Görev
Aşağıdaki kayıtlarda "black jacket, one" ifadesinin geçtiği satırdan kayıtların sonuna kadar her şeyi, baştaki o satır ve son satır dahil, birebir kopyalayın.
+-------+
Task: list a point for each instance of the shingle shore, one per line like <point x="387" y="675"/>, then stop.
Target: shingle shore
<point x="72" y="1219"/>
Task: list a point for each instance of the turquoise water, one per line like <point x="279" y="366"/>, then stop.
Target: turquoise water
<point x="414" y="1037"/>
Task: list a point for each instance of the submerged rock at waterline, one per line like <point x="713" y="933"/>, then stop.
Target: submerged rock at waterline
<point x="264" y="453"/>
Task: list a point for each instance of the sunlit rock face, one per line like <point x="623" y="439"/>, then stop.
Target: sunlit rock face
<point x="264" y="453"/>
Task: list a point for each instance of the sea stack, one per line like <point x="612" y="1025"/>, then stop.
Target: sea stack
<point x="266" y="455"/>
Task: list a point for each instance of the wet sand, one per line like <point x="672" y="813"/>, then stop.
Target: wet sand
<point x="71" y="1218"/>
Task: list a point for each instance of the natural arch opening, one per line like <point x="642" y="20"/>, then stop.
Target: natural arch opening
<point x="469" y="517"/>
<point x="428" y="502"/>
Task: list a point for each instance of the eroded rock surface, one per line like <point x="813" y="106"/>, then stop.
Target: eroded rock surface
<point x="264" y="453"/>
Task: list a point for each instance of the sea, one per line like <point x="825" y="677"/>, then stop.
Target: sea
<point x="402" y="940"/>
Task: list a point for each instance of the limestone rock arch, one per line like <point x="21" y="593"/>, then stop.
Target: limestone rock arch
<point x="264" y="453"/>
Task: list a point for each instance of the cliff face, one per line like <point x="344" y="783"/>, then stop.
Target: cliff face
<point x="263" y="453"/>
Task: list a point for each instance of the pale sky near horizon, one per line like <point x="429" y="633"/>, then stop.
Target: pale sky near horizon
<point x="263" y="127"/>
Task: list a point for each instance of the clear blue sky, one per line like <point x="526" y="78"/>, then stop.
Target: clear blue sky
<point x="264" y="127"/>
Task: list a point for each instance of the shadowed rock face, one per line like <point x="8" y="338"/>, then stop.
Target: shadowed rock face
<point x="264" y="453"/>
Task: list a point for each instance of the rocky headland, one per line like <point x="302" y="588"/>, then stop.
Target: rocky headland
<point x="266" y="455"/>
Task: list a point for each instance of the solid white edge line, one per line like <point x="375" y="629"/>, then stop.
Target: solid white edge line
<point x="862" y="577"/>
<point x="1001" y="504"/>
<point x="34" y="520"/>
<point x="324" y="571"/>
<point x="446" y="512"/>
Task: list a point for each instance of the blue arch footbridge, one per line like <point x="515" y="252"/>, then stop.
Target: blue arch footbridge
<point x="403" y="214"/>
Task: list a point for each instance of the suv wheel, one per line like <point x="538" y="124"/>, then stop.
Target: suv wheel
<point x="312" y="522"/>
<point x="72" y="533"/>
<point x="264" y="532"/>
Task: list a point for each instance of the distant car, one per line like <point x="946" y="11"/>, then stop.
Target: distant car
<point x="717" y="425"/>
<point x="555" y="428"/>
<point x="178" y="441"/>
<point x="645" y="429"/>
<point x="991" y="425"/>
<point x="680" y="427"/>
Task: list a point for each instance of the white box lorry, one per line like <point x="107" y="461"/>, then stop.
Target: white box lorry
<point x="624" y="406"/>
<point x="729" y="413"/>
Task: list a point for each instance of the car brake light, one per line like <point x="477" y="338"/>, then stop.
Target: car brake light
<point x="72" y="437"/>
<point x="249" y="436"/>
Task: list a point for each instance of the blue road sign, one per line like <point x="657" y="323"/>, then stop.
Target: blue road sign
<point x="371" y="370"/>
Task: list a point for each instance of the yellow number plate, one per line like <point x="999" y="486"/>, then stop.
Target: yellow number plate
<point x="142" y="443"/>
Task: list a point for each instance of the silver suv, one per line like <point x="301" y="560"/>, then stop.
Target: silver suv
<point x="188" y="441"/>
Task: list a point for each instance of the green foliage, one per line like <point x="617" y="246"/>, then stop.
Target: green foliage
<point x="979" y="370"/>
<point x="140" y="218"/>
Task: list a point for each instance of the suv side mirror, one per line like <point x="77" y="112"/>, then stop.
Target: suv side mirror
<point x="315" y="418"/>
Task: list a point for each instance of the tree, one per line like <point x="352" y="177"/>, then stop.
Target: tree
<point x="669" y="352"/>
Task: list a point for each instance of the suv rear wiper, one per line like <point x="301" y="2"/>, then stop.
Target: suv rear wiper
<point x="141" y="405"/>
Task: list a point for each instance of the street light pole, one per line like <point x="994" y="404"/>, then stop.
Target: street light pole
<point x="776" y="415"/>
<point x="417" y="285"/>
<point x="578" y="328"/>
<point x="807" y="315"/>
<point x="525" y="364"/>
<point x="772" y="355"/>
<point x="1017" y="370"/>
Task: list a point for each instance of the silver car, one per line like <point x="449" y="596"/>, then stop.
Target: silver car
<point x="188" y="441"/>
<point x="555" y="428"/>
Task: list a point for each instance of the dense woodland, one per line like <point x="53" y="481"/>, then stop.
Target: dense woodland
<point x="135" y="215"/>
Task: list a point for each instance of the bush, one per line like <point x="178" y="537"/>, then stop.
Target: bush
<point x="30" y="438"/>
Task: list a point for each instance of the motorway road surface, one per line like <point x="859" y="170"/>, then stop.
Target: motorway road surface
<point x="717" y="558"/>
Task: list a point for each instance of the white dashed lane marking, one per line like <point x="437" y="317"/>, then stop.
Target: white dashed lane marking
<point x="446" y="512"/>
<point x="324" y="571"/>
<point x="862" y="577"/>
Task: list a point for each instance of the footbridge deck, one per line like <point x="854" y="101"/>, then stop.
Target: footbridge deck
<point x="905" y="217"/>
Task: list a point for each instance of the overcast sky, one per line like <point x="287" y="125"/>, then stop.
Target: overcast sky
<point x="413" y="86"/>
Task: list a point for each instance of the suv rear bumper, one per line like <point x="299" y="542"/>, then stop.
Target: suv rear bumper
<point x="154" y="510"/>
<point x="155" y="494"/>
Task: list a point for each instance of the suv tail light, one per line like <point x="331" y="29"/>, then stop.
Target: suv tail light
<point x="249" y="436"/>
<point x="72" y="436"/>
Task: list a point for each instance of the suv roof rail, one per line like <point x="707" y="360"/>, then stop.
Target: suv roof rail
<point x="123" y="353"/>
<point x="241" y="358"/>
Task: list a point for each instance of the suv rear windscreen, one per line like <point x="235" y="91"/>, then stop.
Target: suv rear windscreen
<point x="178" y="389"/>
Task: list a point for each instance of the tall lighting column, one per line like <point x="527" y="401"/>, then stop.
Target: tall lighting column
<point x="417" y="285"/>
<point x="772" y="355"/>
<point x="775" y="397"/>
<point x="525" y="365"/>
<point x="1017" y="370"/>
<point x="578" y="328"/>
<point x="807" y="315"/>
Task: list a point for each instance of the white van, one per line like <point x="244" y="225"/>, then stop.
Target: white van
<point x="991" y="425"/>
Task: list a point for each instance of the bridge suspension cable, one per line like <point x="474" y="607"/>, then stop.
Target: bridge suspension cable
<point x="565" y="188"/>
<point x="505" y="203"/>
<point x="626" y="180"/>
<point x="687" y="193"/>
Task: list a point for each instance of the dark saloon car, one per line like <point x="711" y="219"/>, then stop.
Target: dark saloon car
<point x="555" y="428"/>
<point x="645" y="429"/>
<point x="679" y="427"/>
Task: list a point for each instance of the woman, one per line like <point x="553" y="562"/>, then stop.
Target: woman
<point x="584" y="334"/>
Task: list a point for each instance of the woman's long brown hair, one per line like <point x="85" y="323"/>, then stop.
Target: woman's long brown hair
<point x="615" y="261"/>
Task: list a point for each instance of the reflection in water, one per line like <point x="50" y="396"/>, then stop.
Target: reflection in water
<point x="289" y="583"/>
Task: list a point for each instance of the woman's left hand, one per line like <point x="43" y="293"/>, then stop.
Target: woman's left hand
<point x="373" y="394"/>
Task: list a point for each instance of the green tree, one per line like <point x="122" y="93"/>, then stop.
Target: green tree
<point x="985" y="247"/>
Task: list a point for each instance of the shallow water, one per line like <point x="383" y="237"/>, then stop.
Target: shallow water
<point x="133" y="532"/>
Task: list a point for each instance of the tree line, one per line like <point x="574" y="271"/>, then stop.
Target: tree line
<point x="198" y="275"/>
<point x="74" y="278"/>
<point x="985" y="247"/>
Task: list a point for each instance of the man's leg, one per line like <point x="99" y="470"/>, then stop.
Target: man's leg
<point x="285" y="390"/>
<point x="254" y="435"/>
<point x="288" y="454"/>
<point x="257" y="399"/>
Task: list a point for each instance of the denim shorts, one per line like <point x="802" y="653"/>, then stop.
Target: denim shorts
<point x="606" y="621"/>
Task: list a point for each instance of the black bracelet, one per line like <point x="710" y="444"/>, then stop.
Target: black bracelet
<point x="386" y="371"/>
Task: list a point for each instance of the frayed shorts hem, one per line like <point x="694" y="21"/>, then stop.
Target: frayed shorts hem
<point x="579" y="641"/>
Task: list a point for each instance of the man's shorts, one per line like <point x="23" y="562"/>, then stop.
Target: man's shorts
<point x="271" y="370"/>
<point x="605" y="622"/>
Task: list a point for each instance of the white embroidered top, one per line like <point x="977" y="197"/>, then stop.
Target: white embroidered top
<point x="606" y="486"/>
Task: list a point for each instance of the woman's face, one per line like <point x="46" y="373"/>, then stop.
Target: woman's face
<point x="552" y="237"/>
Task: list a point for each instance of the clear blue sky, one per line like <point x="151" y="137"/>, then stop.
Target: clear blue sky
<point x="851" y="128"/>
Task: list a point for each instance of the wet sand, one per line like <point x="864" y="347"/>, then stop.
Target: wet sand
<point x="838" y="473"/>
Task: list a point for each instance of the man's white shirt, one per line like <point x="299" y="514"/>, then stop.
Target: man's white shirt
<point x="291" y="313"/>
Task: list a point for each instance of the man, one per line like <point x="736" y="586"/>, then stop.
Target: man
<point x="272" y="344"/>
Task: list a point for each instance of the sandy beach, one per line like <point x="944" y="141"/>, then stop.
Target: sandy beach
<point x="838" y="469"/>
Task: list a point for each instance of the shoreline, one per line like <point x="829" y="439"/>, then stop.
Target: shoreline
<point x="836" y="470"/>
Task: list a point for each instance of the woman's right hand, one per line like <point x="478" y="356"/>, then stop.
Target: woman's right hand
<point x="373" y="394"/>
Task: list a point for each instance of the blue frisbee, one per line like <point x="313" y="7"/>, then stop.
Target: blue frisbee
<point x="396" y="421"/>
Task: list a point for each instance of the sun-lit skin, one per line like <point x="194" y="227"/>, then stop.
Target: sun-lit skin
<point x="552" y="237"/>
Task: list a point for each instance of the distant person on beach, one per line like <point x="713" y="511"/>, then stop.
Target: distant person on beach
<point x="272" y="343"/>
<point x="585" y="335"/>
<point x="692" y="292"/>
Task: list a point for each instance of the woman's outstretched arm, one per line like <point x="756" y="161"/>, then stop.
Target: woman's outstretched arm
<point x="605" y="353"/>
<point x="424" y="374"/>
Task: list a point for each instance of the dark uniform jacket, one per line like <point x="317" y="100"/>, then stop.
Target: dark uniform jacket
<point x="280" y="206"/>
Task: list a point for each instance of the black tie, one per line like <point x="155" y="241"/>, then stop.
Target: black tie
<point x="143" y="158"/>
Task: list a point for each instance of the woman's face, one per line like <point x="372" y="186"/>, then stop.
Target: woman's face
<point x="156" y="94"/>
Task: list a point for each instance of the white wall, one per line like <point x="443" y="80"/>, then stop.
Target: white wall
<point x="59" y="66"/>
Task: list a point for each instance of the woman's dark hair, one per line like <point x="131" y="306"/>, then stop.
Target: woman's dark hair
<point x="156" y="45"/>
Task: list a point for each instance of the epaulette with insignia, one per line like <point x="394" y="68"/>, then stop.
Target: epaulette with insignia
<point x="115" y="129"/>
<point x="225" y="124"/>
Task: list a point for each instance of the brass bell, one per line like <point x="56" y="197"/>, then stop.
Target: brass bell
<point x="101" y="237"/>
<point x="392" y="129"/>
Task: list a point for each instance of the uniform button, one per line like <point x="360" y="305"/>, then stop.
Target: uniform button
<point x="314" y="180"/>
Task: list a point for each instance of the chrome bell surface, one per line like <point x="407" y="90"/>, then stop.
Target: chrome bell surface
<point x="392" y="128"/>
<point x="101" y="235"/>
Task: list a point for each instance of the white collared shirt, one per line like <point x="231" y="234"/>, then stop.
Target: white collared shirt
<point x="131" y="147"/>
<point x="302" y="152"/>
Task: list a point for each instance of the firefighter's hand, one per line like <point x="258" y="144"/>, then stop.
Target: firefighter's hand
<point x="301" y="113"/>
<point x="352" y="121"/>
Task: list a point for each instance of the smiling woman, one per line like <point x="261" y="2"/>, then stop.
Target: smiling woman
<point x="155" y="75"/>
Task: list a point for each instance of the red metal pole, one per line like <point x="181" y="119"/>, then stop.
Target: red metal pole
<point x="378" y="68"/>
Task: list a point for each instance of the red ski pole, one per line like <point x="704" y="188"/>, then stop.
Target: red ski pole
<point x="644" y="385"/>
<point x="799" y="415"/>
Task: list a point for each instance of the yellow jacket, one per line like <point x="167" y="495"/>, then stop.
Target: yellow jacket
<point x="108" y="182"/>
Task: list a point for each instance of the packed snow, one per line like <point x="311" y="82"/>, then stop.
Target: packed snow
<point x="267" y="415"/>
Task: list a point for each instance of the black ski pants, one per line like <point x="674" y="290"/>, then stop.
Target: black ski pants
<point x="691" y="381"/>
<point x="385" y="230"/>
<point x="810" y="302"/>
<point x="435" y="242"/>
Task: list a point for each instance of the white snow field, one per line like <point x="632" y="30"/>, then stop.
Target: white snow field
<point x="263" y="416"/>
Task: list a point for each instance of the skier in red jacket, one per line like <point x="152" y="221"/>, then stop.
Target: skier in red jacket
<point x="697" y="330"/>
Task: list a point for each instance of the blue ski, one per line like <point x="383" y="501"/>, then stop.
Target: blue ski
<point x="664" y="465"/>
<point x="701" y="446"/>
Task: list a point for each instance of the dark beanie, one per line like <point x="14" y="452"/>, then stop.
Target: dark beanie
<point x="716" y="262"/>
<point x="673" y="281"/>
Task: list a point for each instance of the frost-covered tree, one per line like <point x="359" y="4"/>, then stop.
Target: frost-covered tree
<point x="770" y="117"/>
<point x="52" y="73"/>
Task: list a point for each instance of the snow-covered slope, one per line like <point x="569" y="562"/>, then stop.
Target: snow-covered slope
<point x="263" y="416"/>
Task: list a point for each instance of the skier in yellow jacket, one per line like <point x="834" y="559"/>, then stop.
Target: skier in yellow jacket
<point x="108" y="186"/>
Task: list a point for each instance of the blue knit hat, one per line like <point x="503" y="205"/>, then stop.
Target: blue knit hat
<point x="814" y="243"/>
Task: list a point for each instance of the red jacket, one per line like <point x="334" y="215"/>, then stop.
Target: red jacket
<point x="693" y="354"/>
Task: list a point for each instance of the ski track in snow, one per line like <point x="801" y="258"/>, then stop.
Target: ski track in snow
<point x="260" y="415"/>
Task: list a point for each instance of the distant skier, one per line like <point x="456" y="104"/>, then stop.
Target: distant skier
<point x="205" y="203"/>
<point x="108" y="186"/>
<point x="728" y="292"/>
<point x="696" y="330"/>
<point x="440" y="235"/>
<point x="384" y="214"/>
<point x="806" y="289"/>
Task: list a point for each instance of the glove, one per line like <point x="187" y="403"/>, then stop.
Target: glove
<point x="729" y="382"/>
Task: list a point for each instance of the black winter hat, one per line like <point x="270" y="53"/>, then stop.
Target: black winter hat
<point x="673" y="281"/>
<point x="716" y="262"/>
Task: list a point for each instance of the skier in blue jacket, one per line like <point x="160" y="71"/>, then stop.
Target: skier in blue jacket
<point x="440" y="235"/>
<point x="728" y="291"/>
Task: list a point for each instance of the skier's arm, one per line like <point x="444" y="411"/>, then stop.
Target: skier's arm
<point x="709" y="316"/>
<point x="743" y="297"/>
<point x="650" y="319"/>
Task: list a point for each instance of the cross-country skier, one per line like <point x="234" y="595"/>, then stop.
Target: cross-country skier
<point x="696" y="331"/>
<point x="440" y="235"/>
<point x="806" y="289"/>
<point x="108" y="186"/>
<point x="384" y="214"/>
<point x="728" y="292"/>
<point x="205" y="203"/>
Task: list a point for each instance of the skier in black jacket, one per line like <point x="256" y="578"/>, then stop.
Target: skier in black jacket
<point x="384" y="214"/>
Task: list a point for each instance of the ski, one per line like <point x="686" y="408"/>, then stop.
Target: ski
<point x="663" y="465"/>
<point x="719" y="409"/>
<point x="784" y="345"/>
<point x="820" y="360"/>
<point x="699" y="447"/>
+-------+
Yanıt
Task: list a point for each instance of the skier in black jacket, one per line like <point x="256" y="578"/>, then stop.
Target: skier in black jacket
<point x="384" y="214"/>
Task: list a point for each instance of the ski, one per line like <point x="686" y="408"/>, then stop.
Target: ski
<point x="663" y="465"/>
<point x="719" y="409"/>
<point x="784" y="345"/>
<point x="820" y="360"/>
<point x="699" y="447"/>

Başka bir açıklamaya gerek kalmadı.